**Extracted text**.

Total knee replacement surgery is a major surgery performed only after various other methods of conservative treatment have failed. During the surgery cuts are made in several areas, starting with a long longitudinal incision down the front of the knee at the top of the patella (kneecap), extending down to the tibial tubercle. A cut is then made deep into the capsule to reach the knee joint.
At this point, the knee is entirely exposed. Smaller cuts are made to eliminate cartilage in the bone and to correct deformities before trial hardware is fit inside the knee and test for range of motion. When the right fit is made, the permanent pieces are moved into place and sealed there with bone cement. Knee replacement rehab exercises will begin immediately.
On the day of the surgery, the leg with the new knee will be placed in a CPM, or continuous passive motion machine, that will gently start range of motion therapy for 4-6 hours. This will be repeated each day the patient remains hospitalized, usually three. Physical therapy will begin the next day and happen twice daily, with knee replacement rehab exercises including motion exercises, stretching and strengthening, and beginning to walk with the aid of a walker. The patient usually goes home on the 3rd day post-surgery, although depending on their recovery, they could go for a short 5-12 day stay at a rehab facility.
At a skilled nursing facility, if this is where the patient is moved to before home, knee replacement rehab exercises will continue twice a day, with general nursing care provided around the clock, including any dressing changes, administration of pain meds and other medicines, and any assistance the patient may still require. If the patient has gone home, they will have a home health nurse who will visit them 3 to 4 times a week to do the same things that the patient in the rehab facility would be doing, including physical therapy that may, at first, be painful, but ease with each successive week.
At about week 6 to 12 post-operative, most patients will be able to move on to knee replacement rehab exercises that include focusing more on rebuilding strength in the knee. Pain should be decreasing just about weekly at this point and the patient should be able to start coming off the more intense pain medications to using a NSAID or Tylenol. Around weeks 12 to 16, the patient should be resuming most of the normal activities with only the occasional swelling and tenderness and after six months, patients should definitely be feeling like a new person, with full healing taking about one year, give or take a few weeks depending on rehab tolerance.

**Questions on the material**.
A. In the knee replacement text, what is the purpose of fitting trial hardware inside the knee before the permanent pieces go in?
B. Answer these from the knee replacement text:
(i) For how many hours does the CPM machine run range of motion therapy on the day of surgery?
(ii) How often does a home health nurse visit a patient who has gone home?
(iii) About how long does full healing take?

**Record excerpts**.
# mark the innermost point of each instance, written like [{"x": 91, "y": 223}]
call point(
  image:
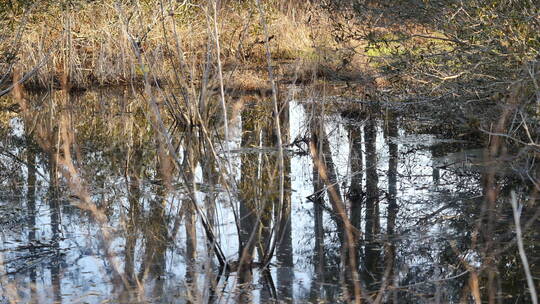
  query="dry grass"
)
[{"x": 91, "y": 44}]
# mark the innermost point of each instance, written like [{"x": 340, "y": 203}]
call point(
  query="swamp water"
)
[{"x": 414, "y": 199}]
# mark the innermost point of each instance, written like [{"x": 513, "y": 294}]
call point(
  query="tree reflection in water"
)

**Solutions**.
A. The trial hardware is used to test the knee's range of motion. Once the right fit is found, the permanent pieces are moved into place and sealed with bone cement.

B.
(i) 4-6 hours
(ii) 3 to 4 times a week
(iii) About one year, give or take a few weeks depending on rehab tolerance